● **Instrução a**: Indique todas as pessoas referidas pelo nome no excerto sobre a Operação Tornado, incluindo as do comentário.

● **Excerto**:
....

As densas matas do Cantanhez, só de ouvir o seu nome, causavam calafrios aos mais corajosos… Aí, se acoitava uma forte concentração de casas mansas, uns verdadeiros fortins inexpugnáveis, mesmo à força da intensa metralha de artilharia. Podia dizer-se que ali se encontrava o quartel general, inimigo, da zona sul da Guiné.

De lá saíam expedições constantes de grupos a espalhar a insegurança por todos os nossos aquartelamentos, quer por emboscadas quer por ataques às unidades isoladas.

Além disso, controlavam uma população nativa muito numerosa que, voluntariamente ou não, trabalhava os campos, fonte principal do seu abastecimento.

Por todas estas razões tornou-se premente efectuar uma grande operação que desagregasse aquele bastião. Foi o que se pretendeu com a Operação Tornado.


Os três batalhões sitiados no sul, com as unidades de artilharia e cavalaria, mais um grupo de fuzileiros e uma LDM, ajudados pela força aérea, ficaram responsáveis por esse objectivo.

A CCAÇ 728, aproveitando a maré-cheia, saíu, à noitinha, do cais de Catió a bordo de uma LDM; atravessou o estuário do Cacine e foi deixada, nas primeiras horas da madrugada, algures, em terra firme, do território inimigo.

Todo o cuidado era pouco. Tocou ao meu pelotão seguir à frente, logo depois do destemido grupo indígena do João Bacar Jaló.

Caminhou-se toda a noite; quando o dia começava a querer alvorecer, estávamos a atravessar a zona, crítica, de Dar es Salam [na carta de Cacine, Darsalam]. De repente, alguns tiros caíram sobre o pelotão que seguia na cauda da fila, comandado pelo alferes Sasso.

A resposta foi pronta e, depressa, tudo se calou. À frente, nada se tinha passado.

Só quando o dia nasceu e um helicóptero chegou, tivemos conhecimento de que o Mário Sasso tinha sido atingido com um tiro nas costas que lhe vasou o pulmão e coração. A esperança de sobreviver era pouca… e assim foi. (...)

1 comentário:

José Marcelino Martins disse...

Mais um texto do Mendes Gomes que, como sempre, nos traz "Histórias de Vida".

Os que "por lá tombaram" estão sempre no nosso pensamento, dos camaradas que os conheceram e dos que apenas ouviram o seu nome.

....

● **Material da tarefa**:

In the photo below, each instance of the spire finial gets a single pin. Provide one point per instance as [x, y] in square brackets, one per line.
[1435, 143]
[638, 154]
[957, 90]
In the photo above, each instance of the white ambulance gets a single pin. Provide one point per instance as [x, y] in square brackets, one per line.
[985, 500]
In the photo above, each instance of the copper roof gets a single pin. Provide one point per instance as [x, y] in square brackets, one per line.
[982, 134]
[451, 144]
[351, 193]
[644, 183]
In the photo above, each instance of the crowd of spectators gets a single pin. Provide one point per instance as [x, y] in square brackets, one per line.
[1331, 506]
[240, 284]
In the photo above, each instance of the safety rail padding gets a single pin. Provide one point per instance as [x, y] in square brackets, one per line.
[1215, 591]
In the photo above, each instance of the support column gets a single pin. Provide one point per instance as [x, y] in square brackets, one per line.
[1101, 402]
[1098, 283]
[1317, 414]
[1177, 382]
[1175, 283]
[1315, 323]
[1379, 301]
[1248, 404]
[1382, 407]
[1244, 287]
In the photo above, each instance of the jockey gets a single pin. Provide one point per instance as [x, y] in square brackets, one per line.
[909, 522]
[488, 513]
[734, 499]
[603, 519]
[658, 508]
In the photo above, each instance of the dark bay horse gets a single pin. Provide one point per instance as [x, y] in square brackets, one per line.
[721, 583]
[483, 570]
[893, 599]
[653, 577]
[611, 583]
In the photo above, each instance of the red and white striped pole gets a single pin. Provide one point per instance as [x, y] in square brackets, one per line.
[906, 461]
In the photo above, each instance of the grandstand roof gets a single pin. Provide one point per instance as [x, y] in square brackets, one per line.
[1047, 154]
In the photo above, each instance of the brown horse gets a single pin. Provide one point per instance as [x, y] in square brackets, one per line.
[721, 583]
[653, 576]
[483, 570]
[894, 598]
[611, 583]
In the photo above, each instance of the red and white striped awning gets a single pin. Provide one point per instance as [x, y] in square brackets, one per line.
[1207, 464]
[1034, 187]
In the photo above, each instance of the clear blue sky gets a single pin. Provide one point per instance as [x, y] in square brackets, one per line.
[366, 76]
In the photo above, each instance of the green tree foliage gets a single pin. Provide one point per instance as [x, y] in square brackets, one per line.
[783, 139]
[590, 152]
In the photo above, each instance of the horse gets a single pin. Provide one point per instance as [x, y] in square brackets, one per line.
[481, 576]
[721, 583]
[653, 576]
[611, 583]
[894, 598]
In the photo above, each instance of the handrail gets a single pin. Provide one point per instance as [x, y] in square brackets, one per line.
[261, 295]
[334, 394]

....

● **Instrução b**: Nas entradas, troque "single pin" por "single marker" desde a linha que contém "white striped pole" até ao fim das entradas. Reproduza apenas esse troço, sem mais nenhuma alteração.

● **Resultado completo a**:
- João Bacar Jaló
- Mário Sasso
- Mendes Gomes
- José Marcelino Martins

● **Resultado completo b**:
In the photo above, each instance of the red and white striped pole gets a single marker. Provide one point per instance as [x, y] in square brackets, one per line.
[906, 461]
In the photo above, each instance of the grandstand roof gets a single marker. Provide one point per instance as [x, y] in square brackets, one per line.
[1047, 154]
In the photo above, each instance of the brown horse gets a single marker. Provide one point per instance as [x, y] in square brackets, one per line.
[721, 583]
[653, 576]
[483, 570]
[894, 598]
[611, 583]
In the photo above, each instance of the red and white striped awning gets a single marker. Provide one point per instance as [x, y] in square brackets, one per line.
[1207, 464]
[1034, 187]
In the photo above, each instance of the clear blue sky gets a single marker. Provide one point per instance as [x, y] in square brackets, one per line.
[366, 76]
In the photo above, each instance of the green tree foliage gets a single marker. Provide one point per instance as [x, y] in square brackets, one per line.
[783, 139]
[590, 152]
In the photo above, each instance of the horse gets a single marker. Provide one point per instance as [x, y] in square brackets, one per line.
[481, 576]
[721, 583]
[653, 576]
[611, 583]
[894, 598]
In the photo above, each instance of the handrail gets a single marker. Provide one point per instance as [x, y] in square brackets, one per line.
[261, 295]
[334, 394]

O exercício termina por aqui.